● What needs to be done
Type the records out again in full, exactly.

----- Supplied records -----

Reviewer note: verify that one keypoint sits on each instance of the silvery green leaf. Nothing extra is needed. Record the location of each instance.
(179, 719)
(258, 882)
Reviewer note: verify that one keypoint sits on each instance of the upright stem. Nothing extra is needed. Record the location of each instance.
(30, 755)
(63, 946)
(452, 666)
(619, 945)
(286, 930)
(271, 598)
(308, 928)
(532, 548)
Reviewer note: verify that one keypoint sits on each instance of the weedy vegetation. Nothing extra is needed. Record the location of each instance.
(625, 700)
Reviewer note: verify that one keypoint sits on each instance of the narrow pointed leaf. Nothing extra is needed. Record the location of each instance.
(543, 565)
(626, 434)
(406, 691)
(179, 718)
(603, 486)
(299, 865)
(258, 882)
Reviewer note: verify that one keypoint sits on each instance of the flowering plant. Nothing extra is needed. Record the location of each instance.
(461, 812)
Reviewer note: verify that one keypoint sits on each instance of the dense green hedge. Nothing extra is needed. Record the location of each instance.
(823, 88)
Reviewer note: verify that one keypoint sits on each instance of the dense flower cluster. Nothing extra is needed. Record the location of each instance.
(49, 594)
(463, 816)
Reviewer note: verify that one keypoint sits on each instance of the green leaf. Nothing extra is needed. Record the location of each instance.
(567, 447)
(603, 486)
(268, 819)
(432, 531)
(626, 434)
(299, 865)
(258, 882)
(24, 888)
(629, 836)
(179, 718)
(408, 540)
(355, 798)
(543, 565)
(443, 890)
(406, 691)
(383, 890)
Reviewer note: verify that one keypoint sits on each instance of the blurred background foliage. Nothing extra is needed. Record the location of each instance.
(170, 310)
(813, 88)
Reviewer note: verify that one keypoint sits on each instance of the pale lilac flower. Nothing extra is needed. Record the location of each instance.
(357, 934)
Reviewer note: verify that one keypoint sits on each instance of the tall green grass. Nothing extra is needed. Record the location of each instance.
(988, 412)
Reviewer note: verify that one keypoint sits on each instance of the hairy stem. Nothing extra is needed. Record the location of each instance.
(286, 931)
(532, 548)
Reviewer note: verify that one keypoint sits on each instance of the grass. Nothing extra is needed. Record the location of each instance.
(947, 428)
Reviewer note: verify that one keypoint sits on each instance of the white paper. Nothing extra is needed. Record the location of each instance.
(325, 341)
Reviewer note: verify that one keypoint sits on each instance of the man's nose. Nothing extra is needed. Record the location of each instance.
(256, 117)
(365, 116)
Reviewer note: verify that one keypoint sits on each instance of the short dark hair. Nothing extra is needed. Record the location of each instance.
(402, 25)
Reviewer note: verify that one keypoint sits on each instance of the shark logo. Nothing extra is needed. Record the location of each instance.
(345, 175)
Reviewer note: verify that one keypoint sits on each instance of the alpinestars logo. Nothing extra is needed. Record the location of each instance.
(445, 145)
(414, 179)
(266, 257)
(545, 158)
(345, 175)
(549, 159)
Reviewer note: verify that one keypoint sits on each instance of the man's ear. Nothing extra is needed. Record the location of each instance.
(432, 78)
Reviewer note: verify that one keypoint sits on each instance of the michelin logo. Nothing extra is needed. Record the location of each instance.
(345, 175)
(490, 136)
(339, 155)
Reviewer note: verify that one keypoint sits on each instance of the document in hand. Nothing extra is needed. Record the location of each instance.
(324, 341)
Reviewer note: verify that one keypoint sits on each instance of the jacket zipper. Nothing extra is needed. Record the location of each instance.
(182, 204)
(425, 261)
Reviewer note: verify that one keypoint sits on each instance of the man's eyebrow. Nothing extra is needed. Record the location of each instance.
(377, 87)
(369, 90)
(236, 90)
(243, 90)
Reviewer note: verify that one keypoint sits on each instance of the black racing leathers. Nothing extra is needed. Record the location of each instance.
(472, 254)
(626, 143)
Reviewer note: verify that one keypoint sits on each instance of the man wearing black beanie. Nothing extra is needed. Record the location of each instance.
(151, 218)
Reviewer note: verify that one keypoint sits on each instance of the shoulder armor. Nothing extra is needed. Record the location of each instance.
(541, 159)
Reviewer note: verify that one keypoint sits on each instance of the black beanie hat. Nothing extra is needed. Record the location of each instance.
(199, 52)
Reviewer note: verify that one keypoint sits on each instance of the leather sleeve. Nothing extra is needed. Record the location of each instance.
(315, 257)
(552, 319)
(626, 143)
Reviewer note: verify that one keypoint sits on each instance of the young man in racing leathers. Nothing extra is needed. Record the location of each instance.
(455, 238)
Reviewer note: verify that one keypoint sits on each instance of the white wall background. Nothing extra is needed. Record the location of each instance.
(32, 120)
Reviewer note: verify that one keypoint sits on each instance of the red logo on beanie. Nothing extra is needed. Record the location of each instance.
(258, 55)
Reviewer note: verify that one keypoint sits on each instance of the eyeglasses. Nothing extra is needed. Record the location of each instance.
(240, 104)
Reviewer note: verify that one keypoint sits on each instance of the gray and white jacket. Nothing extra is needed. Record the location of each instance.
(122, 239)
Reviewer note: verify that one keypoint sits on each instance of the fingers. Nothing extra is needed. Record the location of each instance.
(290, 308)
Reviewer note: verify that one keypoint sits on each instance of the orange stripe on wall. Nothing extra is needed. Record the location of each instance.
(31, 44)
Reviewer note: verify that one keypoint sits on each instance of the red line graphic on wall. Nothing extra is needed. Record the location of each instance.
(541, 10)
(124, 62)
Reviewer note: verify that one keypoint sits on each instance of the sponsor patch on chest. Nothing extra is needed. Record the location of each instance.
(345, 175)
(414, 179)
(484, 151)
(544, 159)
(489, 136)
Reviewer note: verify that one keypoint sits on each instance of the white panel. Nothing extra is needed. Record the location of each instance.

-----

● Solution to the problem
Reviewer note: verify that one keypoint sits on each instance of the silvery green leaf. Nothing extra is needed. Record the location of each instance.
(179, 719)
(258, 882)
Reviewer note: verify that one keypoint sits on each instance of the upright stem. Nothing extra is needed. Record the location of each instance.
(30, 755)
(63, 946)
(452, 666)
(619, 945)
(286, 930)
(271, 598)
(308, 928)
(532, 548)
Reviewer note: verify that one keypoint sits on each instance of the weedy vegetation. Nothing extra is needed. Record the location of each instance.
(625, 700)
Reviewer note: verify that one keypoint sits on each instance of the narrow pointed leaf. Nothing extra is needed. Record the location of each instance.
(543, 565)
(626, 434)
(406, 691)
(179, 718)
(603, 486)
(299, 865)
(258, 882)
Reviewer note: verify that one keypoint sits on each instance of the flowering plant. Nothing extra is needed. Record the location of each instance.
(461, 812)
Reviewer note: verify that one keypoint sits on each instance of the dense green hedge. Nothing extra is needed. Record the location of each instance.
(823, 88)
Reviewer note: verify that one keypoint sits on each instance of the dense flower cluster. Nothing extra is needed. Record the location of each instance.
(49, 594)
(463, 816)
Reviewer note: verify that one keypoint sits on each instance of the green leaf. Nothing extra is needed. Record the location of each instance.
(567, 447)
(603, 486)
(268, 819)
(432, 531)
(626, 434)
(299, 865)
(258, 882)
(24, 888)
(629, 836)
(179, 718)
(408, 540)
(355, 798)
(543, 565)
(443, 890)
(406, 691)
(383, 890)
Reviewer note: verify that one keypoint sits on each instance of the blurred background foliage. Nothing extra is needed. Record the location of each instance.
(170, 310)
(813, 88)
Reviewer note: verify that one keypoint sits on each instance of the pale lilac flower. Nothing extra is needed. Record the location of each instance.
(357, 934)
Reviewer note: verify that one keypoint sits on each instance of the tall green grass. Nothing extra is needed. Record the location of each instance.
(988, 412)
Reviewer note: verify that one keypoint sits on each instance of the hairy stem. Nothing extra is needed. Record the location of each instance.
(286, 931)
(532, 548)
Reviewer note: verify that one keypoint sits on each instance of the grass. Nothing extra is needed. Record the location of each instance.
(947, 428)
Reviewer note: verify that one keypoint sits on each instance of the white paper. Nothing extra is needed. Record the location of each instance.
(325, 341)
Reviewer note: verify that one keypoint sits on each instance of the man's nose. Nothing extra is needed. Record the location of each instance.
(256, 117)
(365, 116)
Reviewer note: verify that one keypoint sits on each instance of the short dark hair. Nothing extra is needed. Record the location of each instance.
(402, 25)
Reviewer note: verify that one keypoint sits on each instance of the shark logo. Nothing extra is needed. Record the location of each instance.
(345, 175)
Reviewer note: verify that one keypoint sits on each instance of the alpinestars logo. Nothing extra is needed. Record the location of each instance.
(445, 145)
(414, 179)
(266, 257)
(545, 158)
(345, 175)
(549, 159)
Reviewer note: verify that one keypoint sits on each instance of the man's ear. Nothing extra is needed. Record the location of each instance.
(432, 78)
Reviewer note: verify that one keypoint sits on each instance of the michelin logo. Nothing extra is needed. Record the location of each instance.
(345, 175)
(490, 136)
(339, 155)
Reviewer note: verify that one keypoint sits on each instance of the document in hand. Nothing extra is needed. Record the location of each instance.
(324, 341)
Reviewer note: verify that one keypoint sits on each instance of the jacket zipper. Nothing extra is needed. Record the location of each instance.
(182, 204)
(425, 261)
Reviewer note: verify that one keypoint sits on each instance of the man's eyebrow. Nothing extra is needed. Record the location of each instance.
(377, 87)
(369, 90)
(236, 90)
(243, 90)
Reviewer note: verify that one keypoint sits on each instance of the black racing leathers. Nothing extra is needed. Record the location of each instance.
(472, 254)
(626, 143)
Reviewer note: verify that one keypoint sits on each instance of the man wearing black beanie. Nothing extra is needed. Record the location of each instance.
(151, 218)
Reviewer note: verify that one keypoint sits on each instance of the shoulder armor. Nothing extra is needed. Record the location of each instance.
(541, 159)
Reviewer note: verify that one keypoint sits on each instance of the black beanie hat. Nothing extra is needed. Record the location of each instance.
(199, 52)
Reviewer note: verify that one keypoint sits on each instance of the leather sleeve. Nothing extra is needed. Record the location of each instance.
(315, 257)
(552, 319)
(626, 143)
Reviewer note: verify that one keypoint sits on each instance of the young man in racing leathers. Nothing extra is needed. Record the location of each instance.
(455, 238)
Reviewer note: verify that one keypoint sits on each instance of the white wall background. Nothing extra is needed. Record the location of each instance.
(32, 120)
Reviewer note: verify that one keypoint sits on each instance of the red logo on beanie. Nothing extra is needed. Record the location of each instance.
(258, 55)
Reviewer note: verify that one keypoint sits on each instance of the eyeglasses. Nothing extra is needed. Record the location of each instance.
(240, 104)
Reviewer note: verify that one keypoint sits on each instance of the gray and white jacket. Nothing extra is needed. Record the location of each instance.
(122, 239)
Reviewer note: verify that one keypoint sits on each instance of the fingers. Nothing extra is needed. Record the location of each instance.
(290, 308)
Reviewer note: verify that one keypoint sits on each instance of the orange stripe on wall. Nothing extra is needed. Record the location of each instance.
(31, 44)
Reviewer note: verify that one keypoint sits on each instance of the red line graphic on wall. Nothing extra is needed. Record the location of each instance.
(541, 10)
(124, 62)
Reviewer note: verify that one keypoint sits on each instance of the sponsor patch on chest. Nothing extra is needed. Record the location of each instance.
(345, 175)
(414, 179)
(484, 151)
(544, 159)
(489, 136)
Reviewer note: verify that one keypoint sits on each instance of the white panel. Nothing extra is needed. Record the location of each instance.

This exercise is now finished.